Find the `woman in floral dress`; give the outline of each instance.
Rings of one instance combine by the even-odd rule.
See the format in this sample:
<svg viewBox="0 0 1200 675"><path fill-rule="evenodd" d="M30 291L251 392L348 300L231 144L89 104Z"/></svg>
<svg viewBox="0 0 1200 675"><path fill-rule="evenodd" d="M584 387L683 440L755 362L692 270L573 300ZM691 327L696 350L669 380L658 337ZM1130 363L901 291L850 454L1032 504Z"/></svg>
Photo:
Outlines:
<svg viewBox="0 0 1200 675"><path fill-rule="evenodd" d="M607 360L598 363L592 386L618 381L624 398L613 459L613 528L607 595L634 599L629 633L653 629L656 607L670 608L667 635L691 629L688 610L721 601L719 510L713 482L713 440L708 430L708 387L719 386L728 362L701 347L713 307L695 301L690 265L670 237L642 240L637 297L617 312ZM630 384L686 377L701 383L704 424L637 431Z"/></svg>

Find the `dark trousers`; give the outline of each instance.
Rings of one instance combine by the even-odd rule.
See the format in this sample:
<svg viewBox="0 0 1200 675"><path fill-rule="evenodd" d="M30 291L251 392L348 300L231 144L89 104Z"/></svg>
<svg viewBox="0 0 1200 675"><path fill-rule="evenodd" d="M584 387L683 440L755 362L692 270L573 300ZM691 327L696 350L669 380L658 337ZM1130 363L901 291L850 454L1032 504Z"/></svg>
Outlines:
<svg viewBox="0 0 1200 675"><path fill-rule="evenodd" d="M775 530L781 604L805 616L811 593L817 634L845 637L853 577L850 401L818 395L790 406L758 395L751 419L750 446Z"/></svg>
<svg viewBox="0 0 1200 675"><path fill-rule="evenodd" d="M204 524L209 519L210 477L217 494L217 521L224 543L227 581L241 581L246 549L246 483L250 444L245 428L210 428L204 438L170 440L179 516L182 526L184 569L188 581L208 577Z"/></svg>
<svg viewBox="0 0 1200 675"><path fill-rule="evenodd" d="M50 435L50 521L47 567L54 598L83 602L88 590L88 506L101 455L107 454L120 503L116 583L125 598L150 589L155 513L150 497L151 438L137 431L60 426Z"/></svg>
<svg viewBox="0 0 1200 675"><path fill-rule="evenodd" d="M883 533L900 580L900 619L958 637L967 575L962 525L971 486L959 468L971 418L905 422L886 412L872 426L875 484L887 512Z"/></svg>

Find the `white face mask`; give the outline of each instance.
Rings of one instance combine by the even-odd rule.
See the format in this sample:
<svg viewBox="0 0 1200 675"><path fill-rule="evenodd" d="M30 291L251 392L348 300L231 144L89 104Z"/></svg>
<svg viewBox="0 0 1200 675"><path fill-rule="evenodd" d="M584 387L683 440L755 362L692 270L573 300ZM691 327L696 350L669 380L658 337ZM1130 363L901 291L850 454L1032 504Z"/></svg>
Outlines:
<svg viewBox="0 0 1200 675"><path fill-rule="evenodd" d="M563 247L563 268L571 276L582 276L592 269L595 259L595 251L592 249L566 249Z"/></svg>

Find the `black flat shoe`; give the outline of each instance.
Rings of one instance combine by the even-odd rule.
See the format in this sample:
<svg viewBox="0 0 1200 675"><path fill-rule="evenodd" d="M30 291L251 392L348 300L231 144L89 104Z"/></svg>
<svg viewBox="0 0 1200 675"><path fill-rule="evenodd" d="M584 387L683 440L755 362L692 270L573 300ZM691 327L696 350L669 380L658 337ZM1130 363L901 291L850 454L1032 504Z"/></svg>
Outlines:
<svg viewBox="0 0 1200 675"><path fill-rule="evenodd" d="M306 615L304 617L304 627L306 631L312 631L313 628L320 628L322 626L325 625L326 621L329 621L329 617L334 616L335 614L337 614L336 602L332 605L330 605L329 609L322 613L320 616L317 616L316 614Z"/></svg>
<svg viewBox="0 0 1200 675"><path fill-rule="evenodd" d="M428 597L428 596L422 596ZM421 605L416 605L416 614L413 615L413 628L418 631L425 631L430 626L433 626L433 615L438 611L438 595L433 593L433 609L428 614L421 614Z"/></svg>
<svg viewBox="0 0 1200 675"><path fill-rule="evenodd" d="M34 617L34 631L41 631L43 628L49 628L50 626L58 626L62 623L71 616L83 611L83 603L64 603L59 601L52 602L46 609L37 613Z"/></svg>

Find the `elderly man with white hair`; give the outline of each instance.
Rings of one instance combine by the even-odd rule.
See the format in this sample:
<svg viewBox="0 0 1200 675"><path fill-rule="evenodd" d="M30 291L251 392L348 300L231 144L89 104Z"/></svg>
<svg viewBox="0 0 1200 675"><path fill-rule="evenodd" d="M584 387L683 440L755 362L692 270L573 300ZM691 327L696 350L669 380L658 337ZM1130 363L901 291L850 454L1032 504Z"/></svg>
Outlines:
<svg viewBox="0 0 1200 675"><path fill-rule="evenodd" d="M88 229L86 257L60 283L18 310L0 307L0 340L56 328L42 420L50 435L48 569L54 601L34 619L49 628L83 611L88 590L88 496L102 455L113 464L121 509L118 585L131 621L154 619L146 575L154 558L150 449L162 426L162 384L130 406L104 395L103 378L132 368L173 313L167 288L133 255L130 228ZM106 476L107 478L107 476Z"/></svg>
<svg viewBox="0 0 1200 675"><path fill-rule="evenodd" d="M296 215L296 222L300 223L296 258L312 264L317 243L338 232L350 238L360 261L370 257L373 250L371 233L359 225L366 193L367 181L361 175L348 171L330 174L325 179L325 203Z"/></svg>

====

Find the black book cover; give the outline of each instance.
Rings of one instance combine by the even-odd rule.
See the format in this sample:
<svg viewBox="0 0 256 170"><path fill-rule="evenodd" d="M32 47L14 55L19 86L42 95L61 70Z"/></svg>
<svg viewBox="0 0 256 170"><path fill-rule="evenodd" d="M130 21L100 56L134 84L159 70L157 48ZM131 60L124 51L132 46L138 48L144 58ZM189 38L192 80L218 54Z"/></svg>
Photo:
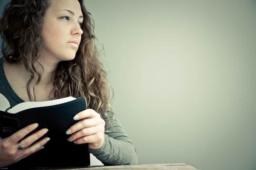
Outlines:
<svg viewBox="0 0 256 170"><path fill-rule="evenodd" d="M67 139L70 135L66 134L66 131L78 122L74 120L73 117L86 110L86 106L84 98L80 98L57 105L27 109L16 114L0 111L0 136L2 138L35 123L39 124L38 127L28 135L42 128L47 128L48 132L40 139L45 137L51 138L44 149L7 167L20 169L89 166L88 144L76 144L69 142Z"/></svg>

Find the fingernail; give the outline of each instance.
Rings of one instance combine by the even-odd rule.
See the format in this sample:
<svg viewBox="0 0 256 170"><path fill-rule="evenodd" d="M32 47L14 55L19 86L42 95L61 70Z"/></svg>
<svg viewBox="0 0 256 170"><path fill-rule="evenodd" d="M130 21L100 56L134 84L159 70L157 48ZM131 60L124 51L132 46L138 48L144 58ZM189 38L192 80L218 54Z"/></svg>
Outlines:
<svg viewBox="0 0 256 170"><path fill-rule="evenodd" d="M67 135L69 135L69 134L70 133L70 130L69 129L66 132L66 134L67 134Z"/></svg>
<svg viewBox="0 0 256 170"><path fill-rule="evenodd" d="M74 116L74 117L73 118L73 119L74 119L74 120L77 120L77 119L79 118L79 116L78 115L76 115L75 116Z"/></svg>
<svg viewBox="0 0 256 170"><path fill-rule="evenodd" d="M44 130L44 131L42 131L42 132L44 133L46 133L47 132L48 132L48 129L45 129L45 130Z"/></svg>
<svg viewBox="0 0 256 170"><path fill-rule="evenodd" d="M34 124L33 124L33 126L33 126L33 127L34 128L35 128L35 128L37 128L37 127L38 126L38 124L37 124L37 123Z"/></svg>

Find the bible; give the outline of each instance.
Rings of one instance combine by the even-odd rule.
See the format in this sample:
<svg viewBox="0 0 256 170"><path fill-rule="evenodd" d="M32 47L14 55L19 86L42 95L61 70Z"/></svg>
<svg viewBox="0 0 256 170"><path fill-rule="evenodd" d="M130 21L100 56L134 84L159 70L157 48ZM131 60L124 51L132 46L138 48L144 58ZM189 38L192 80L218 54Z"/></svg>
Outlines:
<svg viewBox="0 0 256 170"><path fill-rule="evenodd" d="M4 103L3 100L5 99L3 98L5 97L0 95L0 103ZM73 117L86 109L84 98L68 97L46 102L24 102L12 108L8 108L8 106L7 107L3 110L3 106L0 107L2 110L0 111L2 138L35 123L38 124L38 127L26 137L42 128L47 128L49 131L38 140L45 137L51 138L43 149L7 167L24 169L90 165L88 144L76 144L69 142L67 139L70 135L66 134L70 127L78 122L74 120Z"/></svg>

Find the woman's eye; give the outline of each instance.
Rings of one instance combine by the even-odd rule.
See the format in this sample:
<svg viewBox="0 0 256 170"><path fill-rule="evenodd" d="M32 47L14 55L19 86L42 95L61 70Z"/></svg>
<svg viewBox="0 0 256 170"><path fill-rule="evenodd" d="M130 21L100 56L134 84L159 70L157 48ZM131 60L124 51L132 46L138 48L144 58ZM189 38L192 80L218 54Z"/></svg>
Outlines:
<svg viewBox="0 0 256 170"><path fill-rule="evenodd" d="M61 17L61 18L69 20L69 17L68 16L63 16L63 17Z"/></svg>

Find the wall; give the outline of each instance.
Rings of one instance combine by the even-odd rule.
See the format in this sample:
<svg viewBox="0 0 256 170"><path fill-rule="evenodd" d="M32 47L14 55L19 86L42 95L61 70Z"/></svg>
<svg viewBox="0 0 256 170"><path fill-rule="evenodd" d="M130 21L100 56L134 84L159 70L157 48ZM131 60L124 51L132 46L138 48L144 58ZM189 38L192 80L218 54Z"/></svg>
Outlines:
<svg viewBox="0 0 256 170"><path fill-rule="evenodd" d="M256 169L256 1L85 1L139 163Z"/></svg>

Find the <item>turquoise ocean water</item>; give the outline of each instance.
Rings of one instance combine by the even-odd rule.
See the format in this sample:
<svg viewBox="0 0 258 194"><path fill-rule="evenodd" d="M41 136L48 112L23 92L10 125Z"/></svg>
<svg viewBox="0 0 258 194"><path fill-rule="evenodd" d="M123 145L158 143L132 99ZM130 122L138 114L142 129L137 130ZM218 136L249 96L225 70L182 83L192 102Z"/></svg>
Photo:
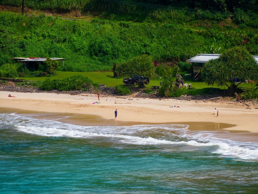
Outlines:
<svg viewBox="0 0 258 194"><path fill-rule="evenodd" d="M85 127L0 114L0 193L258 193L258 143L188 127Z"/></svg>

====

Pick out every line of the records that contains the word "Find", matching case exactly, and copy each of those lines in full.

Find the `woman in floral dress`; give the outline of each instance.
Find the `dark trousers`; give the outline of each instance.
Find the `white face mask`; give the outline of each instance.
Find the `black flat shoe`; give the outline of each instance.
Find the `elderly man with white hair`; give the outline of each instance.
Find the black book cover; give the outline of each instance.
Find the fingernail; give the outline of each instance.
Find the bible; give the outline of each instance.
Find the woman's eye; give the outline of each instance.
Find the wall; give the outline of each instance.
Find the <item>turquoise ocean water</item>; give the outline of each instance.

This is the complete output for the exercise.